### Texto da página:
━━━━━━━━━━━━━━━━━━━━━━━━━━━━━━
Outra estratégia fundamental é a aposta nos apoios educativos, criando a figura dos mentores e tutores, que podem assumir par pedagógico com os titulares de turma, apoiando e desenvolvendo atividades diferenciadas nos alunos que manifestam dificuldades de aprendizagem. É premente realçar de uma vez por todas o papel do professor de apoio educativo, como forma mais séria e eficaz de personalizar e individualizar o ensino para alunos que precisam de desenvolver competências específicas e não atribuir apenas mais um horário a um professor para fazer mais do mesmo ou substituições constantes (em muitos casos). Ou seja, este professor seria responsável por criar um guia personalizado para o aluno com base no diagnóstico anterior.
Outra medida fundamental seria a redução de alunos por turma, neste momento as turmas têm demasiados alunos que não permitem aos professores diferenciar da melhor forma as suas estratégias, com ou sem pandemia, solicitar um ensino de qualidade e garantir que um professor tem tempo para o preparar. Curiosamente, ou não, não se consegue um consenso nacional para as políticas educativas e “ainda” não se conseguiu aprovar essa medida, novamente, rejeitada pela Assembleia da República.
Não podemos, de todo, assumir o aumento de tempos ou dias letivos, uma vez que a quantidade não é sinónimo de qualidade. Não é pelo facto de um aluno assistir a mais aulas, ou a mais tempo de aula, que estará a aprender mais ou melhor, pode apenas estar mais ocupado, aliás, isso comprovou-se muito bem no ensino remoto, com as imensas horas síncronas de videoconferências.
Precisamos também de uma desburocratização da escola, pois são demasiadas as tarefas de secretaria entregues aos professores, retirando-lhes o tempo para preparar pedagogia de qualidade, quanto está ocupado em preencher dezenas de grelhas e relatórios desajustados ao seu papel de pedagogo.
Terminar com as turmas de multinível, as denominadas turmas “mistas” no 1.º ciclo do ensino básico. Professores com alunos de 1.º e 2.º anos ou 3.º e 4.º anos, ou até outras combinações, dentro de uma turma, contando já com a diferenciação existente dentro de um só nível, é demasiado para um único professor levar a cabo um trabalho de excelência e eficácia nas aprendizagens.
━━━━━━━━━━━━━━━━━━━━━━━━━━━━━━
### Linhas fornecidas:

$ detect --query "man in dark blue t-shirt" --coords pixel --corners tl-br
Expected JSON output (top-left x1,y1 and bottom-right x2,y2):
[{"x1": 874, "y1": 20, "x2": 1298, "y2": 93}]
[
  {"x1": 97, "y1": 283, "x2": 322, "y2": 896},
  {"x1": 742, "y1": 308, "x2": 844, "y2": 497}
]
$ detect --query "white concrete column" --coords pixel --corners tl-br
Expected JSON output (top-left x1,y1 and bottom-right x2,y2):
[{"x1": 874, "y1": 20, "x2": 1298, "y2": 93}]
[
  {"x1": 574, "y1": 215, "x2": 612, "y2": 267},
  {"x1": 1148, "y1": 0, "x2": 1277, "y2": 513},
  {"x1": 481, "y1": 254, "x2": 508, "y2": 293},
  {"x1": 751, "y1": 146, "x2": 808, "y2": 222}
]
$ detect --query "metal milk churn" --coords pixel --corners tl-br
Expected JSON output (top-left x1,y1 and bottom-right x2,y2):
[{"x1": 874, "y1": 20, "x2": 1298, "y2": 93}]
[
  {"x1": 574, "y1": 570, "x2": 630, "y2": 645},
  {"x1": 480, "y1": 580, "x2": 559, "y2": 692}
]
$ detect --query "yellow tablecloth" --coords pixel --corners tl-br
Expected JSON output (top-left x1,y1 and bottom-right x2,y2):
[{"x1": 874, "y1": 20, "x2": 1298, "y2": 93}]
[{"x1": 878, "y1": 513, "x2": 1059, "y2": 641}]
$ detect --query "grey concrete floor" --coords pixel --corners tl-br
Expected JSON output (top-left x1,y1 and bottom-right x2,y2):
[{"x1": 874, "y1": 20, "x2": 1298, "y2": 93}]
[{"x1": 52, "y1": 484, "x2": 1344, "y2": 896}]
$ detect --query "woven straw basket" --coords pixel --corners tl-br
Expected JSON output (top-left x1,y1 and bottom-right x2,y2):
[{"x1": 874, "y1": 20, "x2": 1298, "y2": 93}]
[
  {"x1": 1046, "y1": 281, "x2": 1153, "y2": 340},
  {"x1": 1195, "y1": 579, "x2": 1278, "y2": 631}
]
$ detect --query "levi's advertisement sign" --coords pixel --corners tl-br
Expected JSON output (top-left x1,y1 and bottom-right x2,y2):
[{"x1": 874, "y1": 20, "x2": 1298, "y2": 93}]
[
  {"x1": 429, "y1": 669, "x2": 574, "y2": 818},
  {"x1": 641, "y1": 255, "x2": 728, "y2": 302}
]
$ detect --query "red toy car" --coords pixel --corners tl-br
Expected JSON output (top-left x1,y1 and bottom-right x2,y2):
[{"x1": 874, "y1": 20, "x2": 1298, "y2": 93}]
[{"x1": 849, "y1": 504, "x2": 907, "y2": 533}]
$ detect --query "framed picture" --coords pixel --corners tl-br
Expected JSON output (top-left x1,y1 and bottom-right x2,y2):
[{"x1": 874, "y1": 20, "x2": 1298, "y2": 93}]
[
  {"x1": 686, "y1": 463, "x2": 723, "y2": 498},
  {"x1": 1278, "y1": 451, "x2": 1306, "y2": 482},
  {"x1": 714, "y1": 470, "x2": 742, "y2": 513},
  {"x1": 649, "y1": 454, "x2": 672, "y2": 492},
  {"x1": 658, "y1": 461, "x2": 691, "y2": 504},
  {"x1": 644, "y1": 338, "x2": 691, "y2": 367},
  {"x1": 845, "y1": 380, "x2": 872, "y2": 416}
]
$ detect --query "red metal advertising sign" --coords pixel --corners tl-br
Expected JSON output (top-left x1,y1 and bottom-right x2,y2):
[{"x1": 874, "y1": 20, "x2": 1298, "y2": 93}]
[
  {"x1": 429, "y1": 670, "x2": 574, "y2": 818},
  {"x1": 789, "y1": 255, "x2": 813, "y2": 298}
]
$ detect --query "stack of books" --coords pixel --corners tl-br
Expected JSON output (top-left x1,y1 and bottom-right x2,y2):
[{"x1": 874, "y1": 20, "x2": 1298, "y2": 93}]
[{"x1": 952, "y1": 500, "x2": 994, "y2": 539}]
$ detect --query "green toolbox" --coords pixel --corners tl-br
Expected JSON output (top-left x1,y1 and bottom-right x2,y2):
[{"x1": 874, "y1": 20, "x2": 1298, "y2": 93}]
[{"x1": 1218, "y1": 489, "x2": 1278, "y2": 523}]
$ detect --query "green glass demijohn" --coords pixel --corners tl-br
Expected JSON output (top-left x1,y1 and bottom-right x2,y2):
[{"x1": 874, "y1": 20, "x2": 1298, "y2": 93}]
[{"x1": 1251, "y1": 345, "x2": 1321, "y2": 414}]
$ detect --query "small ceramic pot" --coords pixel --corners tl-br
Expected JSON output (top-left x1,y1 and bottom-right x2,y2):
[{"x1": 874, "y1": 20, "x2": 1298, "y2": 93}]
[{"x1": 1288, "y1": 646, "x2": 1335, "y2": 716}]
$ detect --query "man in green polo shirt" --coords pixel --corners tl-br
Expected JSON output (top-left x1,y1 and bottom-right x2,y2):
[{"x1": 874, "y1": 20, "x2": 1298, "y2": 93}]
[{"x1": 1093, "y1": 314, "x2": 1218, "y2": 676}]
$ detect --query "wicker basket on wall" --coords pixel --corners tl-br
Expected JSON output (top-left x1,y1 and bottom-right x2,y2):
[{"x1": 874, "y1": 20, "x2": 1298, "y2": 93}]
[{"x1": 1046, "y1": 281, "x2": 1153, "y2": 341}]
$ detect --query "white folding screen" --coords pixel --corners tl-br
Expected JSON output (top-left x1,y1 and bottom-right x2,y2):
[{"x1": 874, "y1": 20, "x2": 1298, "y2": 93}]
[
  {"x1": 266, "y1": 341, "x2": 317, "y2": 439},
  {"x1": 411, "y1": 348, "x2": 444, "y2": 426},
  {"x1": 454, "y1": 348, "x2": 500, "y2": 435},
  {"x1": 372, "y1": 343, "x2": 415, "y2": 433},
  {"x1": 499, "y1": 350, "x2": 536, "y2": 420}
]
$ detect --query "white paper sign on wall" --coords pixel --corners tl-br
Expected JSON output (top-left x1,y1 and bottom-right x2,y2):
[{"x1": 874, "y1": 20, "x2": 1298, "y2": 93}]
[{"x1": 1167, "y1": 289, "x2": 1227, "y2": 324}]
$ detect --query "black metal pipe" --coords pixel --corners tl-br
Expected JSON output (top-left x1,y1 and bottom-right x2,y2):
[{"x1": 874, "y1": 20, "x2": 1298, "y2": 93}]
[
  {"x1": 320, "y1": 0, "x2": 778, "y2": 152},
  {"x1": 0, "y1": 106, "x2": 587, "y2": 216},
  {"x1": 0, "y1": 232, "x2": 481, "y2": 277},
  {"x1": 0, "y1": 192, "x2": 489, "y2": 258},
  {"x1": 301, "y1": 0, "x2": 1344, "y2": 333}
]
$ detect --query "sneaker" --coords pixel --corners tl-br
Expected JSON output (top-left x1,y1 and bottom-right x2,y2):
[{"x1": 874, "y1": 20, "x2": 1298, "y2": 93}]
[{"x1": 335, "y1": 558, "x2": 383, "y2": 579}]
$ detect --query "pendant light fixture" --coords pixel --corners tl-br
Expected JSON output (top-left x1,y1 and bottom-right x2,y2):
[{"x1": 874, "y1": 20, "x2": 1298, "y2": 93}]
━━━━━━━━━━━━━━━━━━━━━━━━━━━━━━
### O que fazer:
- 1) Que medidas defende o texto sobre políticas educativas para a escola? Enumera-as todas.
- 2) Segundo o texto sobre políticas educativas, quem voltou a rejeitar a medida de redução de alunos por turma?
- 3) Continua o texto sobre políticas educativas a partir da última frase apresentada.

### Resultados por tarefa:
- 1)
- A aposta nos apoios educativos, com mentores, tutores e o professor de apoio educativo
- A redução de alunos por turma
- A desburocratização da escola
- O fim das turmas de multinível ("mistas") no 1.º ciclo do ensino básico

- 2) A Assembleia da República.

- 3)
Aproveitar o tempo que aí vem para criar experiências culturais e artísticas interligadas com literacia e numeracia, seria outra medida de interesse. A ausência de cultura e a constante desvalorização curricular de outras áreas do saber têm demonstrado que o desenvolvimento das soft skills não é o melhor. Não podemos pedir a um aluno para ser criativo e não lhe garantir o máximo de experiências possíveis. A escola não é só e apenas um treino, é o espaço de abertura ao máximo de experiências possíveis, garantindo a ludicidade, atividade física e cultural.
Também precisamos investir mais do que apenas em máquinas, é urgente modernizar as redes de internet das escolas, garantindo uma rede de internet que fortaleça os modelos híbridos de aprendizagem. Igualmente fulcral é não abandonar os percursos digitais que se fizeram até ao momento, pois agora podem ser potenciados presencialmente.
Deste modo, seja num ambiente presencial, seja num ambiente online, o professor tem de ser o referencial e um líder, como referiu Rubem Alves “um professor de espantos”, mas para que o professor o seja tem de ser valorizado, necessita do suporte e dos meios, muitas vezes, não só os visíveis, mas as medidas que ajudam a concretizar a sua missão de moderar aprendizagens.
Continuaremos a alertar para um desenho de escola a longo termo, num acordo nacional educativo, que pense a “escola” como um investimento e não um custo, auscultando em primeiro lugar os seus pedagogos (professores) para um desenvolvimento efetivo de escola.